| DIRECTION |
Extract the entries beginning with the line that contains "[pin] oven door -- one per line" and continuing through the line that contains "(1055, 212)", reproducing each line without any change. Omit the picture lines from your answer.

| RECORDS SUPPLIED |
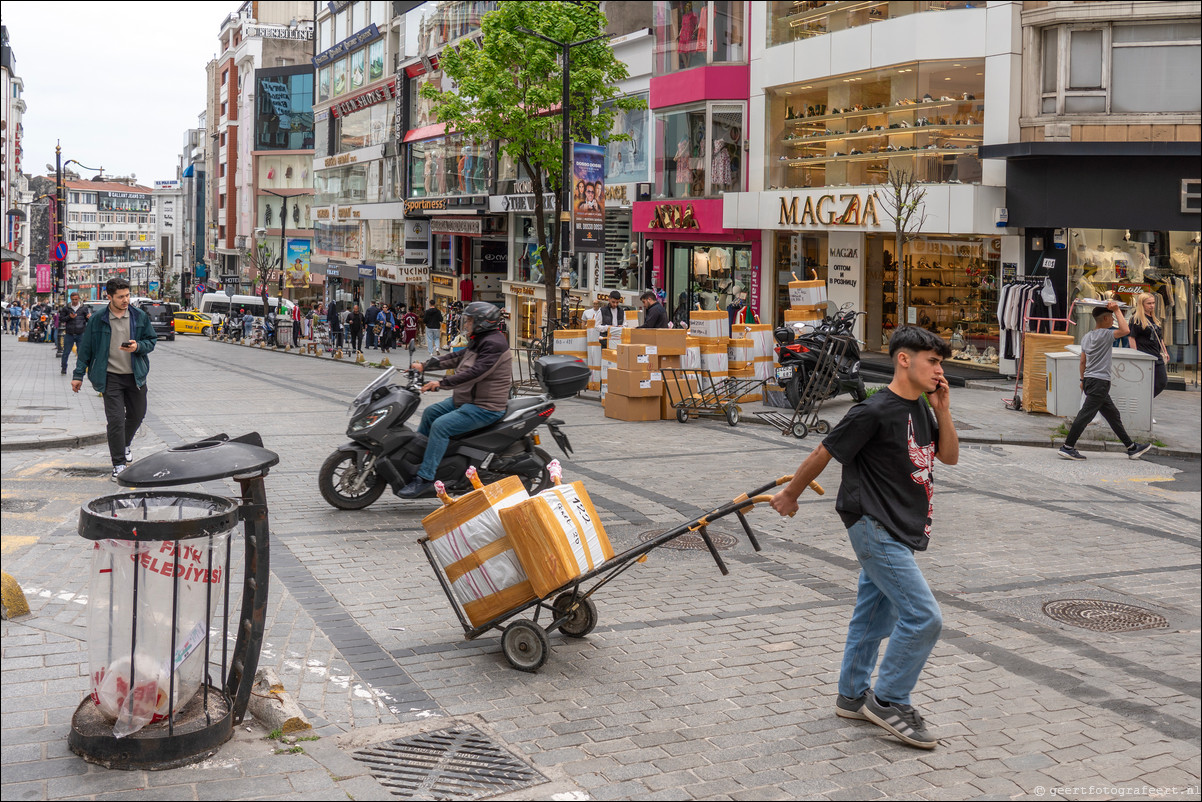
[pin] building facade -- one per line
(17, 272)
(1104, 180)
(109, 232)
(253, 161)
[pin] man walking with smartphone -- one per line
(114, 352)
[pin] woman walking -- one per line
(1147, 336)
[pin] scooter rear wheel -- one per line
(334, 477)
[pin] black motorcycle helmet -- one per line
(485, 316)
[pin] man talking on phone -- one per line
(887, 446)
(114, 352)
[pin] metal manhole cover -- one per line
(692, 541)
(22, 505)
(81, 471)
(21, 419)
(1104, 616)
(454, 764)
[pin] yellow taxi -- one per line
(192, 322)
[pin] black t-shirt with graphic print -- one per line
(886, 446)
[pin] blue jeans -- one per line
(442, 422)
(69, 342)
(893, 601)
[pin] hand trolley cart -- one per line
(570, 607)
(817, 386)
(696, 393)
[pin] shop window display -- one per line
(525, 243)
(708, 277)
(952, 289)
(795, 21)
(691, 34)
(923, 117)
(700, 150)
(1116, 263)
(372, 125)
(448, 166)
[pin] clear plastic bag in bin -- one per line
(124, 630)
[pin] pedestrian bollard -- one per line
(159, 607)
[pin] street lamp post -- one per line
(565, 215)
(60, 200)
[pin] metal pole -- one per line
(59, 265)
(565, 238)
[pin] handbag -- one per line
(1048, 292)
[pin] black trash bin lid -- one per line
(158, 515)
(215, 457)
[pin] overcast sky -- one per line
(118, 83)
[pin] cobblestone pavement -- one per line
(695, 684)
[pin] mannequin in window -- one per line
(683, 167)
(720, 165)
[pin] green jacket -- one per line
(93, 355)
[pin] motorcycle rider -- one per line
(481, 384)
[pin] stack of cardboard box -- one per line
(807, 302)
(634, 386)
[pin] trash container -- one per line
(166, 689)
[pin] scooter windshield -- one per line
(366, 393)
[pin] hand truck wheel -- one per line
(525, 646)
(582, 621)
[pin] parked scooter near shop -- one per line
(385, 452)
(798, 356)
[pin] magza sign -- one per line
(831, 209)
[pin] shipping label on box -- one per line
(635, 357)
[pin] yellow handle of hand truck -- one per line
(814, 486)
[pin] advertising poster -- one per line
(375, 60)
(297, 263)
(323, 84)
(339, 77)
(588, 198)
(358, 67)
(626, 161)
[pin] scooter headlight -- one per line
(372, 419)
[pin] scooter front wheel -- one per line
(338, 474)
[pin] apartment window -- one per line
(1120, 67)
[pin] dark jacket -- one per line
(483, 372)
(75, 325)
(93, 348)
(655, 316)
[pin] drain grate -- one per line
(692, 541)
(81, 471)
(453, 764)
(1104, 616)
(22, 505)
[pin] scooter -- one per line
(798, 357)
(384, 452)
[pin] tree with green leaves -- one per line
(509, 87)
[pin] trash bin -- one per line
(284, 332)
(166, 689)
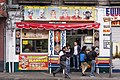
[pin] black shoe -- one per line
(54, 74)
(66, 76)
(83, 74)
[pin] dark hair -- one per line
(93, 48)
(84, 48)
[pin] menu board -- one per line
(41, 34)
(33, 62)
(18, 36)
(71, 13)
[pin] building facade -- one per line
(39, 33)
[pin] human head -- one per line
(84, 48)
(30, 12)
(75, 43)
(68, 46)
(65, 13)
(93, 48)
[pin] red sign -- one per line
(33, 62)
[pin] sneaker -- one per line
(83, 74)
(54, 74)
(92, 76)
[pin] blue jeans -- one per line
(92, 68)
(68, 65)
(76, 63)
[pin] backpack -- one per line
(63, 57)
(90, 56)
(83, 57)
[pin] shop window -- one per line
(35, 46)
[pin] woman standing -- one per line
(83, 59)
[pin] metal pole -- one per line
(110, 69)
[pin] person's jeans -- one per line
(76, 63)
(92, 68)
(68, 65)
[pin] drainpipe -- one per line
(4, 47)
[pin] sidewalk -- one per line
(59, 76)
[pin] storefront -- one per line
(39, 38)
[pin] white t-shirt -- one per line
(75, 50)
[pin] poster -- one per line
(33, 62)
(62, 13)
(57, 39)
(18, 38)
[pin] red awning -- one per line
(48, 26)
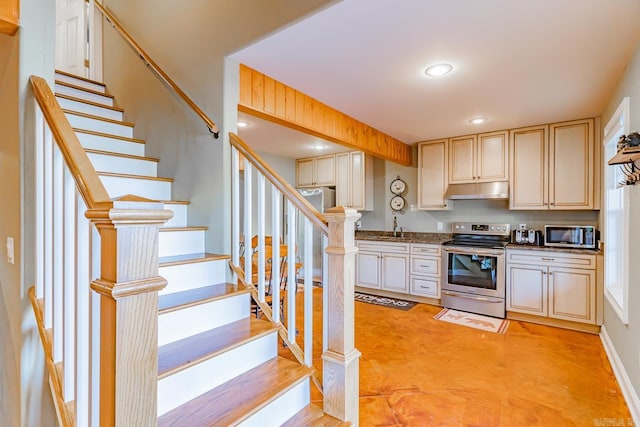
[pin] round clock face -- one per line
(398, 186)
(397, 203)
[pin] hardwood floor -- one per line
(417, 371)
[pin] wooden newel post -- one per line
(128, 286)
(341, 358)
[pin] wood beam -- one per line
(264, 97)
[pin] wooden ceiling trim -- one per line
(264, 97)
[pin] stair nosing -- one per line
(206, 300)
(102, 119)
(125, 175)
(85, 101)
(73, 76)
(208, 257)
(84, 89)
(270, 330)
(128, 156)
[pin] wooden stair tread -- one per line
(127, 156)
(239, 398)
(181, 354)
(84, 101)
(183, 299)
(84, 89)
(167, 261)
(127, 175)
(102, 119)
(108, 135)
(73, 76)
(313, 416)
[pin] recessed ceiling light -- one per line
(438, 70)
(478, 120)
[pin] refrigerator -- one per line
(321, 198)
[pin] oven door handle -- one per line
(475, 298)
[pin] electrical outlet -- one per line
(10, 253)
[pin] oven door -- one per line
(474, 271)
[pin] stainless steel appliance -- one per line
(473, 273)
(321, 198)
(571, 236)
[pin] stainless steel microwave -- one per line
(571, 236)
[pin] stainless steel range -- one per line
(473, 276)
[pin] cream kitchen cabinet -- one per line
(354, 180)
(382, 265)
(558, 285)
(479, 158)
(316, 171)
(433, 177)
(552, 167)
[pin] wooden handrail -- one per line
(277, 181)
(87, 180)
(156, 69)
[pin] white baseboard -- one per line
(629, 393)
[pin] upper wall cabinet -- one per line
(354, 180)
(479, 158)
(432, 174)
(552, 167)
(316, 172)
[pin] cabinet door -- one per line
(368, 269)
(343, 184)
(304, 173)
(395, 269)
(572, 294)
(325, 171)
(571, 154)
(462, 160)
(527, 289)
(432, 175)
(528, 168)
(493, 157)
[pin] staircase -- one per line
(217, 365)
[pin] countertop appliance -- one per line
(473, 261)
(321, 198)
(526, 236)
(571, 236)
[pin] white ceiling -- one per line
(517, 62)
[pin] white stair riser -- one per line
(126, 165)
(79, 82)
(189, 383)
(179, 218)
(114, 145)
(97, 125)
(107, 113)
(181, 242)
(281, 409)
(179, 324)
(83, 94)
(183, 277)
(155, 190)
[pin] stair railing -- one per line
(157, 70)
(101, 348)
(339, 355)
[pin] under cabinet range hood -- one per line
(498, 190)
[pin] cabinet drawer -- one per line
(371, 245)
(563, 259)
(425, 286)
(425, 249)
(423, 265)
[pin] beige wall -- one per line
(626, 339)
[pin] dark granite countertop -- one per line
(406, 237)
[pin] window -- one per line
(616, 218)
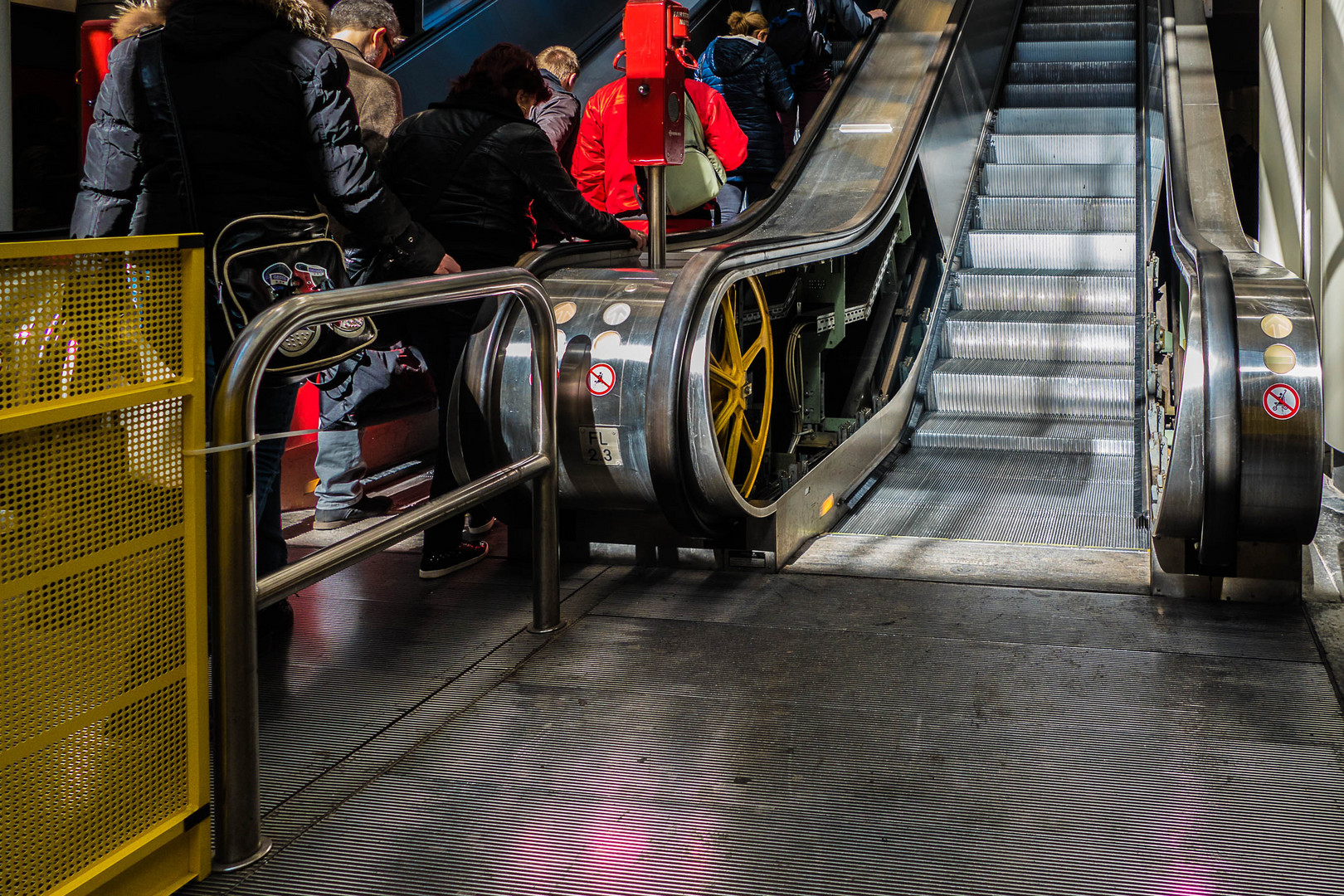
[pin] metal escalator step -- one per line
(1058, 180)
(1040, 250)
(1089, 32)
(1069, 95)
(1074, 51)
(1079, 14)
(1074, 71)
(1064, 293)
(1042, 336)
(1034, 388)
(1103, 437)
(1098, 119)
(1062, 149)
(1055, 212)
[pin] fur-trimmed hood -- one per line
(303, 17)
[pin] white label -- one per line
(601, 445)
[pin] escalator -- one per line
(1030, 429)
(979, 310)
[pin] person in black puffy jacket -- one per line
(470, 168)
(752, 80)
(268, 127)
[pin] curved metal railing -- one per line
(1210, 278)
(234, 587)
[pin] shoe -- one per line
(440, 563)
(368, 507)
(477, 529)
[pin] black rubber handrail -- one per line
(1218, 325)
(723, 262)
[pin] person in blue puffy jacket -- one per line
(753, 82)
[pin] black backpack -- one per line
(795, 32)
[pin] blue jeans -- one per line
(275, 411)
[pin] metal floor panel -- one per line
(1023, 497)
(743, 733)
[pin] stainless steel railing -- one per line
(233, 566)
(1210, 278)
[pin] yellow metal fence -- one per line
(104, 744)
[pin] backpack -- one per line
(793, 32)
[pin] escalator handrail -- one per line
(723, 262)
(577, 254)
(1213, 281)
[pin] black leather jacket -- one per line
(485, 206)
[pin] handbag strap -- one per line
(153, 77)
(449, 171)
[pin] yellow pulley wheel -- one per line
(737, 375)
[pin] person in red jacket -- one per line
(602, 167)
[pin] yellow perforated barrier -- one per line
(104, 754)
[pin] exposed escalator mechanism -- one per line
(743, 382)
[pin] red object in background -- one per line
(95, 42)
(655, 46)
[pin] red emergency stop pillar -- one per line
(655, 32)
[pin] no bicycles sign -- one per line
(1281, 401)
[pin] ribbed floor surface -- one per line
(1025, 497)
(743, 733)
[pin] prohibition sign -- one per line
(1281, 401)
(601, 379)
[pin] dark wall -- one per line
(46, 116)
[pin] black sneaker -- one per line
(472, 531)
(460, 557)
(368, 507)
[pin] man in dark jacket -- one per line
(799, 35)
(559, 116)
(364, 32)
(268, 127)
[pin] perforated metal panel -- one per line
(74, 325)
(102, 702)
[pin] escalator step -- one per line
(1058, 180)
(1062, 214)
(1040, 336)
(1075, 14)
(1103, 437)
(1071, 73)
(1062, 149)
(1089, 32)
(1074, 51)
(1064, 121)
(1043, 250)
(1068, 95)
(1062, 292)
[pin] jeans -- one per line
(735, 197)
(275, 412)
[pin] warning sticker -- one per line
(601, 379)
(1281, 401)
(601, 445)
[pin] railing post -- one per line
(546, 538)
(233, 581)
(233, 616)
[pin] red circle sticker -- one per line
(1281, 401)
(601, 379)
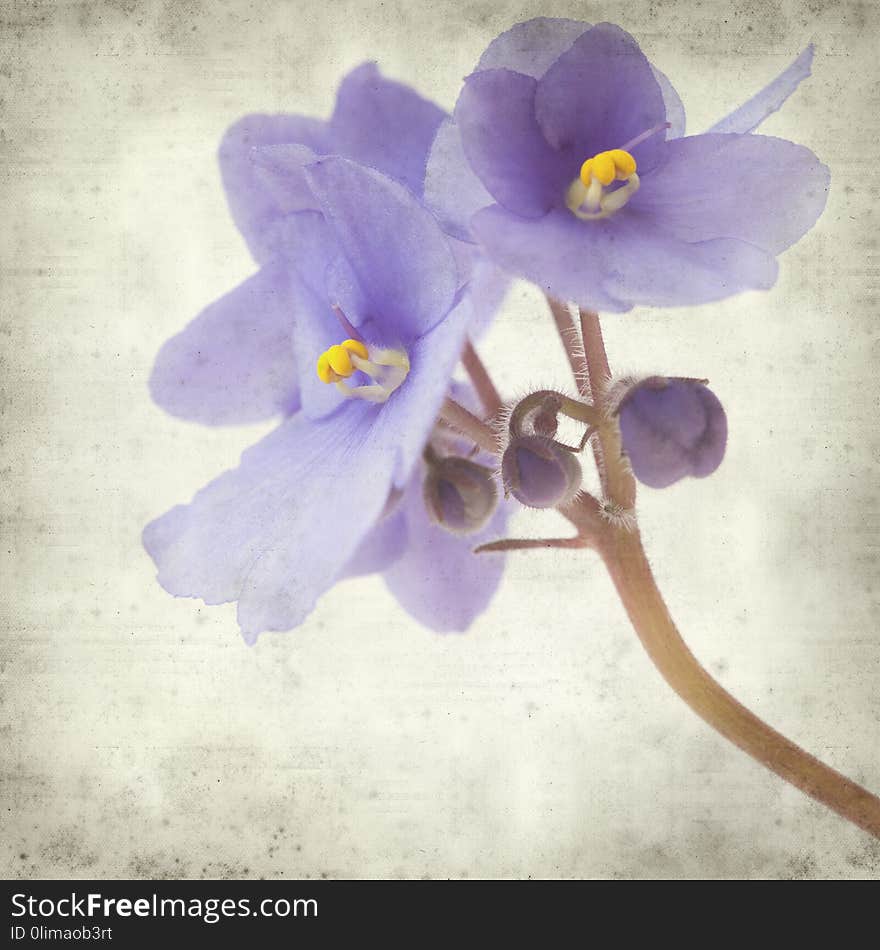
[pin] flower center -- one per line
(597, 192)
(387, 369)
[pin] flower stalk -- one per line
(624, 557)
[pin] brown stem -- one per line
(570, 337)
(598, 371)
(625, 559)
(629, 569)
(574, 350)
(522, 544)
(481, 380)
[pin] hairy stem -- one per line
(625, 559)
(481, 380)
(577, 358)
(571, 342)
(472, 427)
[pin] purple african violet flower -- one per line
(673, 221)
(672, 428)
(235, 362)
(298, 512)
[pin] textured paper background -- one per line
(141, 737)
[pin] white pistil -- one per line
(596, 202)
(387, 369)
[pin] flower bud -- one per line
(539, 473)
(460, 495)
(671, 428)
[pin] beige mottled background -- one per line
(142, 738)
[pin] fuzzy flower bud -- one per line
(539, 473)
(672, 428)
(460, 495)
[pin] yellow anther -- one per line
(340, 361)
(624, 163)
(336, 363)
(355, 347)
(606, 166)
(387, 369)
(325, 373)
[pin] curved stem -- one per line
(625, 559)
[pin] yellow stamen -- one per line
(387, 368)
(587, 197)
(336, 363)
(606, 166)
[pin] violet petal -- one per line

| TASK RESPONSE |
[pin] oven door -- one per line
(474, 271)
[pin] stainless steel appliance -- one per line
(473, 273)
(321, 198)
(571, 236)
[pin] stainless steel microwave -- one per line
(571, 236)
[pin] stainless steel range -- one per line
(473, 276)
[pin] cream kitchen cabinet -- one per line
(354, 180)
(382, 265)
(558, 285)
(479, 158)
(316, 171)
(433, 177)
(552, 167)
[pin] wooden handrail -- one per line
(277, 181)
(87, 180)
(156, 69)
[pin] white baseboard -- one per line
(629, 393)
[pin] upper wall cabinet -- one per line
(354, 180)
(479, 158)
(432, 174)
(552, 167)
(316, 172)
[pin] cabinet door -- one per line
(368, 269)
(343, 184)
(304, 173)
(395, 269)
(572, 294)
(325, 171)
(571, 154)
(462, 160)
(527, 289)
(432, 175)
(528, 168)
(493, 157)
[pin] staircase -- one per line
(217, 365)
[pin] countertop appliance -- one per line
(473, 261)
(321, 198)
(526, 236)
(571, 236)
[pin] white ceiling -- one per line
(517, 62)
[pin] white stair riser -- one per line
(126, 165)
(79, 82)
(189, 383)
(179, 218)
(114, 145)
(97, 125)
(107, 113)
(181, 242)
(281, 409)
(179, 324)
(83, 94)
(183, 277)
(155, 190)
[pin] stair railing -- one per line
(157, 70)
(101, 348)
(339, 355)
[pin] under cabinet range hood -- one per line
(498, 190)
[pin] cabinet drawer -- one per line
(371, 245)
(563, 259)
(425, 286)
(425, 249)
(423, 265)
[pin] beige wall -- one per line
(626, 339)
[pin] dark granite countertop -- one per line
(406, 237)
[pin] window -- one per line
(616, 218)
[pin] metal escalator step -- one per line
(1058, 180)
(1040, 250)
(1089, 32)
(1069, 95)
(1074, 51)
(1079, 14)
(1074, 71)
(1064, 293)
(1042, 336)
(1034, 388)
(1103, 437)
(1098, 119)
(1062, 149)
(1055, 212)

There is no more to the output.